··· EXERCISE MATERIALS ···

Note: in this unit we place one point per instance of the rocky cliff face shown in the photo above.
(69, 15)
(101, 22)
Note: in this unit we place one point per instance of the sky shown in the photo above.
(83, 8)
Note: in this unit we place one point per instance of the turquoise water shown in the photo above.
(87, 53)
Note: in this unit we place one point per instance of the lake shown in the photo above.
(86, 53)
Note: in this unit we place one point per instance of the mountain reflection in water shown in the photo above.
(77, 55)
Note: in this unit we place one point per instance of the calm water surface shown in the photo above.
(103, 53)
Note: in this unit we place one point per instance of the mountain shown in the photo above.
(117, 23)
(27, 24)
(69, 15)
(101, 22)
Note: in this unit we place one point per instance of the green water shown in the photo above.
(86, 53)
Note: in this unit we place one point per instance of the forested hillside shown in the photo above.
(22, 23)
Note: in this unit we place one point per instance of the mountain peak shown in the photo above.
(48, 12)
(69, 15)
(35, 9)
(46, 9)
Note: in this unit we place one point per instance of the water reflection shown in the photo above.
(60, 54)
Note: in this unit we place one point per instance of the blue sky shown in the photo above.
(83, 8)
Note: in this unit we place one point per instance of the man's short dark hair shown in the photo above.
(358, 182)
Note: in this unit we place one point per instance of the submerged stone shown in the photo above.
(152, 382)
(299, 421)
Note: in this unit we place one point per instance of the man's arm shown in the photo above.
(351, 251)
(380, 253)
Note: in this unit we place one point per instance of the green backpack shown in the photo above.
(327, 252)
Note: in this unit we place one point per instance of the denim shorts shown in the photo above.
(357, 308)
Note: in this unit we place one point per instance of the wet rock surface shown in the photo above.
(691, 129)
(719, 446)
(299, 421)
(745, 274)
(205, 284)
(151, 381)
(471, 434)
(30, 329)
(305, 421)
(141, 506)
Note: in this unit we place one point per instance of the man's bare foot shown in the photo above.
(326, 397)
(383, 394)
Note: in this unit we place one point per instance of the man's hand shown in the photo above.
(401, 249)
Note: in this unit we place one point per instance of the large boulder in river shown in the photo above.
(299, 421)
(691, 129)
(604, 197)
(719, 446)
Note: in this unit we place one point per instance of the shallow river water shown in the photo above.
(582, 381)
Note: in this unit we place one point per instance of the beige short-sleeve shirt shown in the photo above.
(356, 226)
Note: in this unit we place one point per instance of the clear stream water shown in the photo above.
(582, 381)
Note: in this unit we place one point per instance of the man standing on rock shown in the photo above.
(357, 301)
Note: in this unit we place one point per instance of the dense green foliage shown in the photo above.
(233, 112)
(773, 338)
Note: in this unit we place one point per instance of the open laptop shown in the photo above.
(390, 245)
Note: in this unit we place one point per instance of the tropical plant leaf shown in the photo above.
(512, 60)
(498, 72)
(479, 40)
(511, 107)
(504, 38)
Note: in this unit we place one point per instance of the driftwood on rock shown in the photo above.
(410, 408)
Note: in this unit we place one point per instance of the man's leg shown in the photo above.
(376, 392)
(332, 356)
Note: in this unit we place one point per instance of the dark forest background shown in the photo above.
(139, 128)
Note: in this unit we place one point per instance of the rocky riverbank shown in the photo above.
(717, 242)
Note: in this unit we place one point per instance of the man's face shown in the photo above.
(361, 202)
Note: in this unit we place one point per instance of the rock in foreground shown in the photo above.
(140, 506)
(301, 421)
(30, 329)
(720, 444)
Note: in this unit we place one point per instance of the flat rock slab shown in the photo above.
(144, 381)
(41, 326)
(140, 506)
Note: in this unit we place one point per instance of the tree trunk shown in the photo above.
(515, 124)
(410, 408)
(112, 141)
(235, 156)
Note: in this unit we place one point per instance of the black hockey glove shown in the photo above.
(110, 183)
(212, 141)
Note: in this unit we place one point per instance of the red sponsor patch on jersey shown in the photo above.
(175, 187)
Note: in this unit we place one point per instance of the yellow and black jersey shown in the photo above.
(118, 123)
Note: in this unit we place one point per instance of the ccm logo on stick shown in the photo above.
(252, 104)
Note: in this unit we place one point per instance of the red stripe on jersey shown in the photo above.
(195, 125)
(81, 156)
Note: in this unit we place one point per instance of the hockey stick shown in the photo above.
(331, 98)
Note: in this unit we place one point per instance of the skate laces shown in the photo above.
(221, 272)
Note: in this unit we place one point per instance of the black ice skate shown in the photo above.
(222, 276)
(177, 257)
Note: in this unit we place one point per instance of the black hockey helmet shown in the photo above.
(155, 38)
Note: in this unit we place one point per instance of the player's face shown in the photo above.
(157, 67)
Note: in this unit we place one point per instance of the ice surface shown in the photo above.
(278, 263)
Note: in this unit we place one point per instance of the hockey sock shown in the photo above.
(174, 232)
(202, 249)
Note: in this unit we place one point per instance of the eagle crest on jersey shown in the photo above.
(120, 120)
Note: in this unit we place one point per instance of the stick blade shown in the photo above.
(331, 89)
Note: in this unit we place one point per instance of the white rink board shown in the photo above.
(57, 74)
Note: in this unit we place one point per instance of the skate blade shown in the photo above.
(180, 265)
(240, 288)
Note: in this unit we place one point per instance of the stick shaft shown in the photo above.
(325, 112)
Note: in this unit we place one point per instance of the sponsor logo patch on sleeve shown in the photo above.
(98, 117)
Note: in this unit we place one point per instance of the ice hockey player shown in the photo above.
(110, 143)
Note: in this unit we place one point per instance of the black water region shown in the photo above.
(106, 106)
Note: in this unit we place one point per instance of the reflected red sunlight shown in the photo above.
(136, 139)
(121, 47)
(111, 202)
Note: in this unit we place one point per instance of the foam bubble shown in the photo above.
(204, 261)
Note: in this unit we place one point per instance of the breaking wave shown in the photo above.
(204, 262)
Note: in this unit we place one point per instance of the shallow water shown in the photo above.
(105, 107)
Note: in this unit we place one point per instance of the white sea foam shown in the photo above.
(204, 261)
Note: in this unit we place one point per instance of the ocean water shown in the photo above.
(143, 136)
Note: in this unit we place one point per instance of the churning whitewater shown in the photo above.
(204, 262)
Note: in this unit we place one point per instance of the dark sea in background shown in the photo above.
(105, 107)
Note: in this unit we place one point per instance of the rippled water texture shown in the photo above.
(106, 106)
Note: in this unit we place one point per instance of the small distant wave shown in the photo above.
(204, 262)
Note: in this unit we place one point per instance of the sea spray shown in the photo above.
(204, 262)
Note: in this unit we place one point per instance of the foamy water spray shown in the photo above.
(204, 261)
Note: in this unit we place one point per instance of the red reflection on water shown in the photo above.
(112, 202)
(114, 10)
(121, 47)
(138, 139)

···

- **TASK PROMPT**
Reproduce every line of the entries above verbatim, in their original order.

- **REPLY TO THE EXERCISE**
Note: in this unit we place one point per instance of the rocky cliff face shown in the photo above.
(69, 15)
(101, 22)
Note: in this unit we place one point per instance of the sky shown in the photo above.
(83, 8)
Note: in this unit we place one point per instance of the turquoise water shown in the photo above.
(87, 53)
Note: in this unit we place one point per instance of the lake shown in the photo above.
(86, 53)
Note: in this unit we place one point per instance of the mountain reflection in water shown in the photo above.
(77, 55)
Note: in this unit we place one point per instance of the calm water surface shown in the photo above.
(103, 53)
Note: in this unit we place one point per instance of the mountain shown in the photo above.
(117, 23)
(27, 24)
(69, 15)
(101, 22)
Note: in this unit we place one point per instance of the green water shown in the photo above.
(86, 53)
Note: in this unit we place one point per instance of the forested hillside shown in the photo above.
(22, 23)
Note: in this unit we place one point per instance of the mountain peak shown in the photo above.
(48, 12)
(69, 15)
(35, 9)
(46, 9)
Note: in this unit we place one point per instance of the water reflection shown in the photo above.
(60, 54)
Note: in this unit we place one point per instance of the blue sky shown in the photo above.
(83, 8)
Note: in this unit we place one point per instance of the man's short dark hair shown in the photo above.
(358, 182)
Note: in this unit we place one point per instance of the submerged stone shown in the photo above.
(152, 382)
(299, 421)
Note: in this unit we place one point per instance of the man's arm shown in the photo above.
(351, 251)
(380, 253)
Note: in this unit we place one point per instance of the green backpack shown in the photo above.
(327, 252)
Note: in this unit we place one point per instance of the denim shorts shown in the photo above.
(357, 308)
Note: in this unit we place one point per instance of the wet rock surface shown in the photo above.
(691, 129)
(719, 446)
(299, 421)
(745, 274)
(205, 284)
(151, 381)
(471, 434)
(30, 329)
(305, 421)
(141, 506)
Note: in this unit we place one point per instance of the man's bare foot shown in the photo above.
(326, 397)
(383, 394)
Note: in this unit we place one point per instance of the man's hand shown in the photo above.
(401, 249)
Note: in this unit we place one point per instance of the large boulder in river shown in the photo above.
(299, 421)
(691, 129)
(604, 197)
(719, 446)
Note: in this unit we place one point per instance of the shallow river water shown in the photo above.
(582, 381)
Note: in this unit we place one point per instance of the beige short-sleeve shirt shown in the photo above.
(356, 226)
Note: in this unit we place one point per instance of the clear stream water shown in the photo above.
(582, 381)
Note: in this unit we place one point per instance of the man standing on rock shown in the photo above.
(357, 301)
Note: in this unit we place one point per instance of the dense green foliage shown in the photo above.
(233, 112)
(773, 338)
Note: in this unit we place one point per instance of the open laptop shown in the photo above.
(390, 245)
Note: in this unit we place one point per instance of the tropical plant leaf shown in the photo above.
(512, 60)
(498, 72)
(479, 40)
(511, 107)
(504, 38)
Note: in this unit we place one point per instance of the driftwood on rock shown in the photo above.
(410, 408)
Note: in this unit we place one point per instance of the man's leg shown in the photo above.
(376, 392)
(332, 356)
Note: in this unit we place one point per instance of the dark forest background shown in the photo above.
(139, 128)
Note: in this unit we place one point per instance of the rocky riverbank shown in the photo above.
(717, 242)
Note: in this unit we place one point per instance of the man's face shown in the photo above.
(361, 202)
Note: in this unit we place one point per instance of the rock in foreground shown in the photo above.
(140, 506)
(301, 421)
(30, 329)
(720, 444)
Note: in this unit we place one point per instance of the flat rock slab shown in the photo above.
(144, 381)
(41, 326)
(140, 506)
Note: in this unit we place one point per instance of the tree trunk shown in the photo above.
(515, 124)
(410, 408)
(112, 141)
(235, 156)
Note: in this unit we place one point per instance of the black hockey glove shown in the photo above.
(110, 183)
(212, 141)
Note: in this unit we place one point per instance of the red sponsor patch on jersey shown in the photo above.
(175, 187)
Note: in this unit we place one point per instance of the yellow and black jersey shown in the photo above.
(118, 123)
Note: in this unit we place one point per instance of the ccm logo on stick shown in the photo above.
(252, 104)
Note: in this unit we place one point per instance of the red stripe on jersey shown in the photo above.
(195, 125)
(81, 156)
Note: in this unit we place one point per instance of the hockey stick shown in the photo above.
(331, 98)
Note: in this unit we place one point per instance of the skate laces shown in the photo above.
(221, 272)
Note: in this unit we place one point per instance of the black ice skate shown in the photo above.
(222, 276)
(177, 257)
Note: in this unit we place one point per instance of the black hockey helmet shown in the photo above.
(155, 38)
Note: in this unit we place one point per instance of the player's face shown in the photo above.
(157, 67)
Note: in this unit we place one point per instance of the ice surface shown in the photo above.
(278, 263)
Note: in this unit we place one point per instance of the hockey sock shown in the photo above.
(174, 232)
(202, 249)
Note: in this unit we place one point per instance of the eagle crest on jersey shown in the photo above.
(120, 120)
Note: in this unit we place one point per instance of the stick blade shown in the photo above.
(331, 89)
Note: in this unit we place one point per instance of the white rink board shown in the photo above.
(57, 74)
Note: in this unit we place one point per instance of the skate blade shown in the photo above.
(180, 265)
(240, 288)
Note: in this unit we place one point per instance of the stick shaft shown in the photo above.
(325, 112)
Note: in this unit we place one point per instance of the sponsor logo patch on sleeve shown in the photo above.
(98, 117)
Note: in this unit we place one point per instance of the ice hockey player shown in the photo above.
(110, 143)
Note: in this unit we place one point per instance of the black water region shown in the photo above.
(106, 106)
Note: in this unit we place one point per instance of the reflected red sunlight shown in the photo above.
(136, 139)
(121, 47)
(111, 202)
Note: in this unit we place one point per instance of the foam bubble shown in the photo above.
(204, 261)
Note: in this unit we place one point per instance of the breaking wave shown in the photo above.
(204, 262)
Note: in this unit we place one point per instance of the shallow water shown in the photo above.
(105, 107)
Note: in this unit we place one point per instance of the white sea foam shown in the photo above.
(204, 261)
Note: in this unit we place one point per instance of the ocean water shown in the photo above.
(143, 136)
Note: in this unit we place one point per instance of the churning whitewater shown in the photo above.
(204, 262)
Note: in this unit we place one point per instance of the dark sea in background shown in the photo above.
(105, 107)
Note: in this unit we place one point per instance of the rippled water texture shown in the photo above.
(106, 106)
Note: in this unit we place one point per instance of the small distant wave shown in the photo above.
(204, 262)
Note: in this unit we place one point per instance of the sea spray shown in the photo above.
(204, 262)
Note: in this unit we place one point per instance of the foamy water spray shown in the photo above.
(204, 261)
Note: in this unit we place one point per instance of the red reflection on water shown in the photo above.
(112, 202)
(114, 10)
(121, 47)
(138, 139)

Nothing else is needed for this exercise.